====== 文档片段
本题来自于某次付费答疑，经本人后续查证，题目出自印度德里理工学院的一次期中考试。

题面

Let us consider a long, quiet country road with houses scattered very sparsely along it. (We can picture the road as a long line segment, with an eastern endpoint and a western endpoint.) Further, let’s suppose the residents of all these houses are avid cell phone users. You want to place cell phone base stations at certain points along the road, so that every house is within 4 kilometers of one of the base stations. Give an efficient algorithm that achieves this goal, using as few base stations as possible. Prove the correctness of your algorithm.

题意简述

在一条公路两侧稀疏分布着若干村庄。一个通信基站的覆盖半径是4千米。要求放置尽可能少的通信基站，使得每个村庄都能收到通信基站的信号。

我的解答

Above all, the distance between the adjacent houses may be very far, which makes the road too long to deal with. However, it doesn’t matter how far it is as long as the distance is greater than $8$ miles, because the stations between the two house can’t reach both of them anyhow.

Thus, if it is greater than $8$ , we can assume that it is exactly $9$ .
============
====== 所给材料
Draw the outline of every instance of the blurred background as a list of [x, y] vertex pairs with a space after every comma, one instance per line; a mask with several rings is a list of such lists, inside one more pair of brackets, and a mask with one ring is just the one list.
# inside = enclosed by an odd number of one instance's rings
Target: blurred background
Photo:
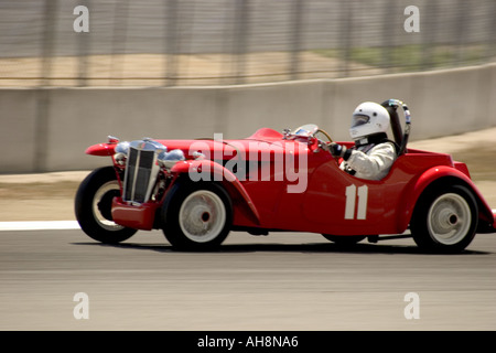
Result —
[[[74, 22], [89, 10], [88, 32]], [[407, 32], [407, 7], [419, 32]], [[0, 86], [206, 86], [493, 62], [494, 0], [1, 0]]]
============
**练习目标:** 接着写那篇讲沿公路放置通信基站的算法题解答，从它最后一句之后继续往下写。

**参考答案:**
For every house seated at $a_i$ , there are $9$ points where a station can reach it. These points are at $\{a_{i}-4,a_{i}-3,...,a_{i}+4\}$ . We can assume that the house contribute $1$ coverage to these $9$ points

Let $c[i]$ be the contributions that the $i$-th point received from nearby houses. By using a difference array, we can calculate $c$ with the time complexity of $O(n)$.

To cover as many houses as possible with one station, we should place the station at the point whose $c[i]$ is as great as possible. So we do that in the decreasing order of $c$ until all the houses are covered.

(Proof: if we place a station at where $c[i]$ is smaller, it can’t cover more houses than we did just now. So the needed stations can’t be fewer. The answer must be inferior to that we had just now. )

To avoid covering a house unnecessarily repeatedly, we should mark the houses which have been covered. So every time we place a station at $i$ , we should mark the range $[i-4,i+4]$ as a no-station area.

(Proof: if we place a station outside the area, it can cover more houses than inside the area, and the house covered in the range won’t be lost. )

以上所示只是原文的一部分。